# Excerpted passage
################

2. Discussion of the Background
As having excellent thermal conductivity and high-temperature strength, copper-based chromium-zirconium alloys are used as materials for molds for continuous steel casting. It has been known that molds made of copper-based chromium-zirconium alloys are excellent in the property of removing the heat of steel melt to cool and solidify the melt therein and exhibit excellent resistance to thermal stress deformation when exposed to high temperatures.
However, if used longer than a determined period of time, conventional molds made of copper-based alloys of this type are often cracked due to their thermal fatigue caused by a lengthwise variation in the meniscus of the steel melt therein that occurs during continuous steel casting in the mold. As being often cracked in this manner, the conventional molds were problematic in that their life is limited. Therefore, copper-based chromium-zirconium alloy molds which could be more resistant to thermal fatigue have heretofore been desired.
The present invention has been made in consideration of the current situations as mentioned above, and an object of the present invention is to provide for a method for producing copper alloy materials for molds for continuous steel casting, which are resistant to thermal fatigue and hardly crack, and also to provide for molds made of the materials.

################

# Data provided

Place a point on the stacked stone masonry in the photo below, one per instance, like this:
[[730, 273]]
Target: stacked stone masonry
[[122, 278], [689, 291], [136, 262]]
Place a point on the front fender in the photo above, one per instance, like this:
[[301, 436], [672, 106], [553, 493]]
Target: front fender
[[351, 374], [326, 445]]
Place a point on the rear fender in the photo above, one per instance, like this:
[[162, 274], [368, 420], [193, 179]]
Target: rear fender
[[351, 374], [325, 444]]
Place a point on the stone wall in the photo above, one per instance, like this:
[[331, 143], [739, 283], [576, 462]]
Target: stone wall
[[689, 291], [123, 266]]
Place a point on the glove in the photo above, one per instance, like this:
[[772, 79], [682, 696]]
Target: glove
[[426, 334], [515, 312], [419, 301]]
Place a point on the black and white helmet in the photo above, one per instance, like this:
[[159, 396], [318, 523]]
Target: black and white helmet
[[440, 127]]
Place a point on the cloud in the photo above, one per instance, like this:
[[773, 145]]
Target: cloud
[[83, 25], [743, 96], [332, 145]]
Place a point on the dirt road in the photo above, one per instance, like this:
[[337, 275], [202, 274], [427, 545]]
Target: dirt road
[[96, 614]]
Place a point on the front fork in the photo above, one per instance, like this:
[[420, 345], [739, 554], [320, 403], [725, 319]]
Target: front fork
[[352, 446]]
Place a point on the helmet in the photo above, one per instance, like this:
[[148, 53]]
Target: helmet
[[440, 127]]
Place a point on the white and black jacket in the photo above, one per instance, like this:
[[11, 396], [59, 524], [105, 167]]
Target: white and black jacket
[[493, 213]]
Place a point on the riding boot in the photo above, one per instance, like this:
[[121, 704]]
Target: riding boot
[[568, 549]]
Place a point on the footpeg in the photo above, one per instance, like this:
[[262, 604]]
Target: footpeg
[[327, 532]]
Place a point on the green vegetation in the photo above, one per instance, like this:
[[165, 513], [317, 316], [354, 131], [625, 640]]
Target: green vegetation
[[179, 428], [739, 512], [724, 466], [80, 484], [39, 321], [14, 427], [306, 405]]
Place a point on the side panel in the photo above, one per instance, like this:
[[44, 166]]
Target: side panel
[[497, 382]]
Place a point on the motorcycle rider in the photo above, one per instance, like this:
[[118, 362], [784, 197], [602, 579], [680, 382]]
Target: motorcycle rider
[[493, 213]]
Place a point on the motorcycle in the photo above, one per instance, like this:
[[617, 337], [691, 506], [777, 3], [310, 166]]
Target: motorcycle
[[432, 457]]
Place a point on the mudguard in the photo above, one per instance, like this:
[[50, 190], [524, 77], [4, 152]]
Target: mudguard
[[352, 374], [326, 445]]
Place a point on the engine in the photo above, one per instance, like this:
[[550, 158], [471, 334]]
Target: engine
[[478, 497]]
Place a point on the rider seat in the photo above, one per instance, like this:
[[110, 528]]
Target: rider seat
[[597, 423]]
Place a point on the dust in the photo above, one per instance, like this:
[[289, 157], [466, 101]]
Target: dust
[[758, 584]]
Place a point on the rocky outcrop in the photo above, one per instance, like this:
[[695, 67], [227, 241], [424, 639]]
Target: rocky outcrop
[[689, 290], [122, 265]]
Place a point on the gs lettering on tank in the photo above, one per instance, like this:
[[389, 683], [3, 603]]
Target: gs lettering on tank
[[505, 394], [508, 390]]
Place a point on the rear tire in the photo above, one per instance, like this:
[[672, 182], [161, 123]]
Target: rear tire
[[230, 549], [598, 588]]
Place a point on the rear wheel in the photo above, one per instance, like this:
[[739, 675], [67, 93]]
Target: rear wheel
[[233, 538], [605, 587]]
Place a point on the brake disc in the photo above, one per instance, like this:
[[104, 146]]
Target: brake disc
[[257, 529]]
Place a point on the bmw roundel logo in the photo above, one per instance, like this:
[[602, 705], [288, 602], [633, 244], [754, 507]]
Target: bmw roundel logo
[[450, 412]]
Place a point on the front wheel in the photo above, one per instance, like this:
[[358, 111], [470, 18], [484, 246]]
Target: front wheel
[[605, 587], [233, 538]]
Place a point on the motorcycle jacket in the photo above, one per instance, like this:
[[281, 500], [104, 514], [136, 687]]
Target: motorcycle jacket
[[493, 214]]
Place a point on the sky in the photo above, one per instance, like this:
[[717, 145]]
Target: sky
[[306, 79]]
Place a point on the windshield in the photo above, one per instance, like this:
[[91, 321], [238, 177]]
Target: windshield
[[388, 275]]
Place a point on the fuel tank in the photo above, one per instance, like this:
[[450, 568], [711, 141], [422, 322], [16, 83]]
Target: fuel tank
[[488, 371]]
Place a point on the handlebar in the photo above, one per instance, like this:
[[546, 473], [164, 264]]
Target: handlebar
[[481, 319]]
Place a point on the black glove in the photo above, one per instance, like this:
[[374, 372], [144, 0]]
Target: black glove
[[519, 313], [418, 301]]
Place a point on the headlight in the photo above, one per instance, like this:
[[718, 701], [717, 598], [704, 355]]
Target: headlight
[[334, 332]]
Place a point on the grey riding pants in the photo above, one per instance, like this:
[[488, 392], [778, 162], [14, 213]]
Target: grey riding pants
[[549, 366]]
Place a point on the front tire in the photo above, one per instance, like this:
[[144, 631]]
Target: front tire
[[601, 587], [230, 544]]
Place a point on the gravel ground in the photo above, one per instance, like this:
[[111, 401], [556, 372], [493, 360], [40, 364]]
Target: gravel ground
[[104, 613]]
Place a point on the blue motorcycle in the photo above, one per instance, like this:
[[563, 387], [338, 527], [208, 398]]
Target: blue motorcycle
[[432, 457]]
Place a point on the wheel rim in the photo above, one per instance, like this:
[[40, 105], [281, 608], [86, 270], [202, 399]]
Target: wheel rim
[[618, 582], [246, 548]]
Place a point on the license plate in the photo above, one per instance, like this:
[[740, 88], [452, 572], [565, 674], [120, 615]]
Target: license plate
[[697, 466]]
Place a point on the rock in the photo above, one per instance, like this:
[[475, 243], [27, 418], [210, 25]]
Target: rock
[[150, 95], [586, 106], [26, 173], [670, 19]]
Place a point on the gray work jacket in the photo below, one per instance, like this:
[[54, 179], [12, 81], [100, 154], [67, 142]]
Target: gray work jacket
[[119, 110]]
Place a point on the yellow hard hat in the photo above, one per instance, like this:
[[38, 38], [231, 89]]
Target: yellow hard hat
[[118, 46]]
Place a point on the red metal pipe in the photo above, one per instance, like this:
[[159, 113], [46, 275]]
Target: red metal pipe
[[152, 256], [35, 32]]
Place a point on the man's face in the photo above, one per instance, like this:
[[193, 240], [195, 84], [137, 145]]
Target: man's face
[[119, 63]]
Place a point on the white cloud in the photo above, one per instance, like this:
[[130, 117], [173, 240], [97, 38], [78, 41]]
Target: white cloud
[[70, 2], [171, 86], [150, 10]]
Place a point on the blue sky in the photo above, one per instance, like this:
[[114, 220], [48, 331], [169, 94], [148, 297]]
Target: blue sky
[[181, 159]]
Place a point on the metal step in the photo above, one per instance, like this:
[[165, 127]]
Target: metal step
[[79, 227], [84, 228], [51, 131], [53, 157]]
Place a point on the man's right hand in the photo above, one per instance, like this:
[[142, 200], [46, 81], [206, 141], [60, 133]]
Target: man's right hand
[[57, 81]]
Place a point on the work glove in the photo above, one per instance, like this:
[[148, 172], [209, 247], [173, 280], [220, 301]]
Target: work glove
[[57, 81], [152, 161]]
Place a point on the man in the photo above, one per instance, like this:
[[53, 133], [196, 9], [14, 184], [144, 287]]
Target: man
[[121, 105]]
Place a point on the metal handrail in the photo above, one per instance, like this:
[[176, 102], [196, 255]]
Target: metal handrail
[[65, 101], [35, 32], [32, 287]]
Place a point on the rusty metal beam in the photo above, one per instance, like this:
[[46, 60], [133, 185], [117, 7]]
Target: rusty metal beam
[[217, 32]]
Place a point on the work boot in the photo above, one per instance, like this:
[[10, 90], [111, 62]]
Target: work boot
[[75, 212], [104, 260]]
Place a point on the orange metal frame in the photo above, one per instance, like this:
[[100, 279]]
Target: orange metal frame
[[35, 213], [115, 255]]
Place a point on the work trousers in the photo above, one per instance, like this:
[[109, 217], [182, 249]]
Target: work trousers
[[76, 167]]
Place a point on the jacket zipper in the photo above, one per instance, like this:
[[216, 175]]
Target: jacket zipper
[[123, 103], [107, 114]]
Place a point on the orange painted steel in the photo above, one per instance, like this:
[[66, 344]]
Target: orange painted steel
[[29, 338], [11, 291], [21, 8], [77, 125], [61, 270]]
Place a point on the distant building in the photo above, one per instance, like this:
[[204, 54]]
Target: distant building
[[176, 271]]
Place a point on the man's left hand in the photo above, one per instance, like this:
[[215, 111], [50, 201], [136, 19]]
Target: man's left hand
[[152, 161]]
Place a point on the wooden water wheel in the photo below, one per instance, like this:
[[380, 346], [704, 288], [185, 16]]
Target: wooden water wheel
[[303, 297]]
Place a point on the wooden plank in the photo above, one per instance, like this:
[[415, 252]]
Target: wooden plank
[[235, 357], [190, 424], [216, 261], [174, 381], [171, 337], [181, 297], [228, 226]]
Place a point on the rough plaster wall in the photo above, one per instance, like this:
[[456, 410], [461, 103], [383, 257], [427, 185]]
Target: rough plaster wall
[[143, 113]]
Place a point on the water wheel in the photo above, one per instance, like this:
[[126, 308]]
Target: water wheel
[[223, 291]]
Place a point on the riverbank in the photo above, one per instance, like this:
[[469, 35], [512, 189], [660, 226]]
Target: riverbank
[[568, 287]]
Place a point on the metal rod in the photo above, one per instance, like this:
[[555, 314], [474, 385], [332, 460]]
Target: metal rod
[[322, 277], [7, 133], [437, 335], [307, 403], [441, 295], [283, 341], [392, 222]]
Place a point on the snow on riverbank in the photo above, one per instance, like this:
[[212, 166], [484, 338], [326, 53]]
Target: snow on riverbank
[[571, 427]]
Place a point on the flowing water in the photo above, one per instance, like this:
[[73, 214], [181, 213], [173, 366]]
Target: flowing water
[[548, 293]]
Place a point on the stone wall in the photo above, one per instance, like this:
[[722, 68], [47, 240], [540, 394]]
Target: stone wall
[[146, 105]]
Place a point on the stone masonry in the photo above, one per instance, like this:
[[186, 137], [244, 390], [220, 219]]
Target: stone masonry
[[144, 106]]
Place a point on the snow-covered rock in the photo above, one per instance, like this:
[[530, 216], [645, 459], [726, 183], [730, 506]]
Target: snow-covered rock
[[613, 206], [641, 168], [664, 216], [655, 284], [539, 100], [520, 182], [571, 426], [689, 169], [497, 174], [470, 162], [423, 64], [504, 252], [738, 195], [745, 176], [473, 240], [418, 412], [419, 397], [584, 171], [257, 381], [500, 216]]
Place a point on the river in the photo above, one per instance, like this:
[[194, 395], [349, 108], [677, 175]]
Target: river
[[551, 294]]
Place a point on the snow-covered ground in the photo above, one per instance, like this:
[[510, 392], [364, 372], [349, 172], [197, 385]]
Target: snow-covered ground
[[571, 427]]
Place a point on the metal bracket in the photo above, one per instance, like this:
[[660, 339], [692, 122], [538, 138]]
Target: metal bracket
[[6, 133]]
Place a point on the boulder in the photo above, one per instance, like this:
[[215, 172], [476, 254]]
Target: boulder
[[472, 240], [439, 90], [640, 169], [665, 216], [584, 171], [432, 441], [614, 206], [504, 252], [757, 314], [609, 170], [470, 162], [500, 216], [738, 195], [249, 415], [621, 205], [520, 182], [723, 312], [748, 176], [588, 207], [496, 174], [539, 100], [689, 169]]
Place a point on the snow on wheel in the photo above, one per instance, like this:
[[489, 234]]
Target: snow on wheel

################

# Exercise instructions
• A. Please pick out every line of the listing that contains the string "black".
• B. Go on with the passage on copper alloy molds for continuous steel casting, picking up right after its final sentence.

# The responses
• A.
Place a point on the black and white helmet in the photo above, one per instance, like this:
Target: black and white helmet
Place a point on the white and black jacket in the photo above, one per instance, like this:
Target: white and black jacket
Place a point on the black glove in the photo above, one per instance, like this:
Target: black glove

• B.
The present inventors have studied the concept of obtaining copper-based chromium-zirconium alloy molds having higher resistance to thermal fatigue than the conventional ones and, as a result, have discovered the following. That is, the present inventors found that, in conventional methods of producing molds, the balance between the intergranular strength and the intragranular strength of the alloy used is bad, and the intragranular phase is too much reinforced as compared with the intergranular phase with the result that thermal stress is easily concentrated in the intergranular phase thereby frequently causing intergranular breakage of the alloy. In addition, the inventors have further found that the reason for the intergranular breakage is essentially because of the step of preparing solid solutions of alloy melts in the conventional methods, which promotes the intragranular precipitation in the melt and therefore reinforces only the intragranular phase of the melt. Accordingly, the present inventors have considered that, if the intragranular strength and the intergranular strength of the copper alloys could be well balanced, it will be possible to obtain copper alloy mold materials which are satisfactorily resistant to thermal fatigue. On the basis of these findings and consideration, the present inventors have further studied to establish the conditions under which copper alloys having well-balanced strength can be obtained in the absence of the step of preparing solid solutions of alloy melts. As a result of the studies, the present inventors have now completed the present invention herein.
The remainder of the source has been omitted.